> [EXTRACT PROVIDED]:
-- -- --
The Commerce department’s report is based on the 2020 fourth quarter gross domestic product (GDP) data and February 2021 unemployment rates, the Center Square reported.

While real GDP — which measures the inflation-adjusted value of goods and services produced in a particular area —  rose in all 50 states and the District of Columbia, the percent change in the last quarter of 2020 ranged from 9.9% recorded in South Dakota to 1.2% in the District of Columbia.

Real GDP for the US as a whole increased at an annual rate of 4.3%. 

The top three states in quarter-over-quarter growth were South Dakota (9.9%), Texas (7.5%), and Utah (7.1%). All three have Republican trifecta governments, with Republicans controlling the governor’s offices and both chambers of state legislatures,” the report said.

Of the remaining seven other states in the top 10 leading the US’ economic growth, five were also Republican strongholds: Tennessee with 6.7% growth, Iowa and Nebraska recording 6.3% growth each, Alaska with 5.8% GDP increase and Missouri with 5.6% growth recorded.
-- -- --
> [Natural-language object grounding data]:
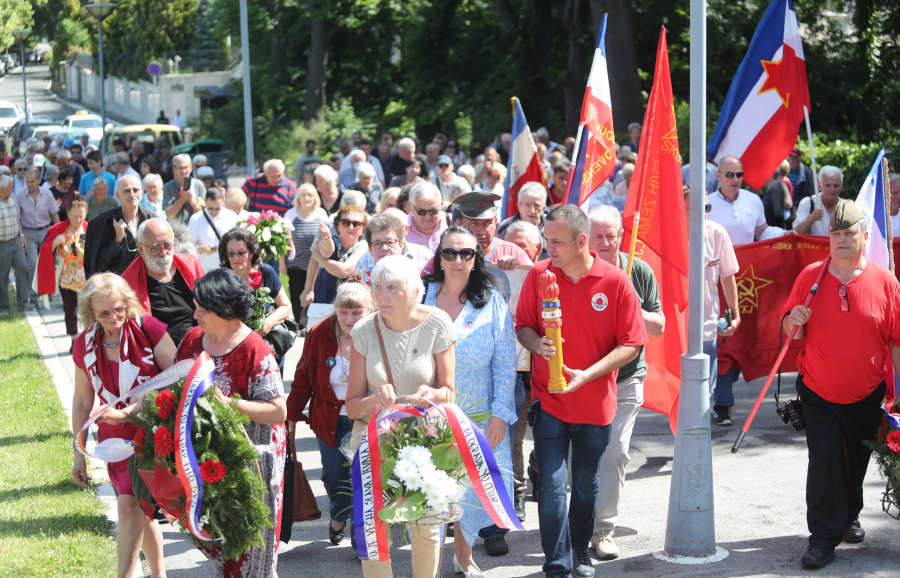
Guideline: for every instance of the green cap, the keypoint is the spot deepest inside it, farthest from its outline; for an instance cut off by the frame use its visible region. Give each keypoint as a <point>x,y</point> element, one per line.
<point>478,205</point>
<point>845,215</point>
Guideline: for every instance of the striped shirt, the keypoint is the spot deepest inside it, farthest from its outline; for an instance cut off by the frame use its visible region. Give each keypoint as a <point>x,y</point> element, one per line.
<point>9,227</point>
<point>265,197</point>
<point>304,233</point>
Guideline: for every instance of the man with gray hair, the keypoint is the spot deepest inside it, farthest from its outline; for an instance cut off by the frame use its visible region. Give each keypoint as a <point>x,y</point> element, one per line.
<point>162,279</point>
<point>605,240</point>
<point>110,243</point>
<point>532,200</point>
<point>181,193</point>
<point>406,153</point>
<point>270,190</point>
<point>814,212</point>
<point>12,249</point>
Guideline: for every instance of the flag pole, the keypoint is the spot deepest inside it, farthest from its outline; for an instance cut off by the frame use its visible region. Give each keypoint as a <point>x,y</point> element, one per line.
<point>812,156</point>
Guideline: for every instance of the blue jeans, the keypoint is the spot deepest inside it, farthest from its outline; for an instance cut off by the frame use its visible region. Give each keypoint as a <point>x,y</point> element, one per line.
<point>335,474</point>
<point>494,531</point>
<point>563,530</point>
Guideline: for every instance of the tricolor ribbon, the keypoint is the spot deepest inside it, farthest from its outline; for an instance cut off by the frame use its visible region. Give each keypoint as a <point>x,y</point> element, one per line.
<point>477,457</point>
<point>199,380</point>
<point>118,449</point>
-- -- --
> [WORK INSTRUCTIONS]:
1: Answer from the article on state economic growth:
(a) At what annual rate did real GDP for the US as a whole increase?
(b) Which state had the highest quarter-over-quarter growth, and what was its rate?
(c) What GDP increase did Alaska record?
2: Print the article on state economic growth between "While real GDP" and "District of Columbia.", inclusive.
3: Carry on the article on state economic growth from its last sentence.
The listing has nothing to do with the article on state economic growth.

> [RESPONSES IN ORDER]:
1:
(a) 4.3%
(b) South Dakota, at 9.9%
(c) 5.8%

2:
While real GDP — which measures the inflation-adjusted value of goods and services produced in a particular area —  rose in all 50 states and the District of Columbia, the percent change in the last quarter of 2020 ranged from 9.9% recorded in South Dakota to 1.2% in the District of Columbia.

3:
Meanwhile, only two Democrat-held states entered the top 10 with the highest economic growth recorded last year — Connecticut with 7% economic growth rate and Delaware which saw a 5.8% GDP growth for the period.

The report noted that aside from the economic growth, unemployment rates were also lowest in red states. 

South Dakota and Utah, for example, registered the lowest unemployment rates in the country, at 2.9% and 3%, respectively. Meanwhile, Democrat-led states Hawaii and California saw the highest unemployment rates, at 9.2% and 9% during the period.

Pointing to the report, Texas Gov. Greg Abbott also tweeted of Texas’ good growth record.

“The Texas economy expanded at a rapid pace of 7.5% in the last quarter of 2020. That means more jobs & more prosperity for Texans,” the governor said referring to the red state’s performance.

“Only one state — and no large state — had better economic growth than Texas. The Texas economy is on fire,” he added.

Iowa Republican Governor Kim Reynolds also pointed to Iowa’s growth of 6.3% for the period.

ICYMI Iowa is:

→ The #1 state for opportunity
→ GDP growth faster than the national avg.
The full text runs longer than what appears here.